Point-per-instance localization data
____________________

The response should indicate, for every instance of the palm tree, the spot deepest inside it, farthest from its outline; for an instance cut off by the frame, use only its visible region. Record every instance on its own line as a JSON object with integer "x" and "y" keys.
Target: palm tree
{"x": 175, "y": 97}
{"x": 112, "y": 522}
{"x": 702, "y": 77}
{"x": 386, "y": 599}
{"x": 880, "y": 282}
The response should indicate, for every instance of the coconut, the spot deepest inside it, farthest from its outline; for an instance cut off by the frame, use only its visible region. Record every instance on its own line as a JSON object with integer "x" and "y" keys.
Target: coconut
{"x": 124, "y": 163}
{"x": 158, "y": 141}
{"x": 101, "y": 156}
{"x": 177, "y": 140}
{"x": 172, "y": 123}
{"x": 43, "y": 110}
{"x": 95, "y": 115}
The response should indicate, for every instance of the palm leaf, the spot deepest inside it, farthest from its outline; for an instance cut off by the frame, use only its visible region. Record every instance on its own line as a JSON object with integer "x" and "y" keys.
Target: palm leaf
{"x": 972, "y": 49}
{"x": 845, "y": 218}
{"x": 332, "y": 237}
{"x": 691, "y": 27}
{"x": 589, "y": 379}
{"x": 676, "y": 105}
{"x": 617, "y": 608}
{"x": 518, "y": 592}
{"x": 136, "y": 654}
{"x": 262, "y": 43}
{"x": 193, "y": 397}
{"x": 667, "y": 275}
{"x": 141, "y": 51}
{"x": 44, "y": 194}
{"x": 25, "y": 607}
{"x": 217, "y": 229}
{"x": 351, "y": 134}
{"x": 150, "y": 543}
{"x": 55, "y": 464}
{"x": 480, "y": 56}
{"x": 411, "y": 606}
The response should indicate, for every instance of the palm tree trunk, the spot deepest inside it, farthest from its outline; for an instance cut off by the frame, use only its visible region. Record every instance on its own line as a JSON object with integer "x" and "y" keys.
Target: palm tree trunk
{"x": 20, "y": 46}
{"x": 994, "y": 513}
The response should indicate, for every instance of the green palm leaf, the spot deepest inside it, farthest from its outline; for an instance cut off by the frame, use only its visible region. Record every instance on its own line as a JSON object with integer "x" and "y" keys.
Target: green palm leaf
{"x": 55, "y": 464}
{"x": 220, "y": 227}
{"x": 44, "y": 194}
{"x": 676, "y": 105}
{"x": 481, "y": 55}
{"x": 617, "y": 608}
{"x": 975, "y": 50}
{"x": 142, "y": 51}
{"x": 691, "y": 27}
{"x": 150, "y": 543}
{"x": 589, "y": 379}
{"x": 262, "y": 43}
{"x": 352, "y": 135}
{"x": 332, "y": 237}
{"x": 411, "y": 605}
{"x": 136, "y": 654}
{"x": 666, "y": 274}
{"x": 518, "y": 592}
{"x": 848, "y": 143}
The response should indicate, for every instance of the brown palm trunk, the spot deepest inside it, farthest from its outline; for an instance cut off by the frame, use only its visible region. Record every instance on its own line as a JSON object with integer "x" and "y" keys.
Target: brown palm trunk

____________________

→ Task requirements: All lines of the records containing "JSON" should be shown.

→ Output for this task:
The response should indicate, for every instance of the palm tree, the spot deepest inside it, farthest from its outline; for an instance cut off by the frame, use only its visible region. Record every instance on its own line as a JSON object with integer "x" and "y" keys.
The response should indicate, for every instance of the coconut, the spot deepest inside it, farthest from its outline; for an instance cut off by the frame, use only its visible region. Record every instance on its own line as a JSON object with integer "x" and "y" keys.
The response should indicate, for every instance of the palm leaf, the spot deepest inside it, farthest from its outline; for an instance cut off by the frame, use only its visible region. Record every instance on its own line as a JSON object with integer "x" and "y" keys.
The response should indicate, for every instance of the palm tree trunk, the spot deepest inside it, farthest from its outline; for an instance cut off by the frame, use only its visible region. Record every instance on its own line as a JSON object with integer "x" and "y" keys.
The response should indicate, for every instance of the green palm leaf, the spot deepest inside it, farthest from its outline; for an instance cut off by the frame, use only its visible region. Record every instance on its own line as a JSON object with integer "x" and "y" keys.
The response should indicate, for every instance of the brown palm trunk, the spot deepest inside it, farthest from its outline; for an instance cut off by the frame, use only its visible region. Record every instance on its own line as a JSON object with integer "x" and "y" keys.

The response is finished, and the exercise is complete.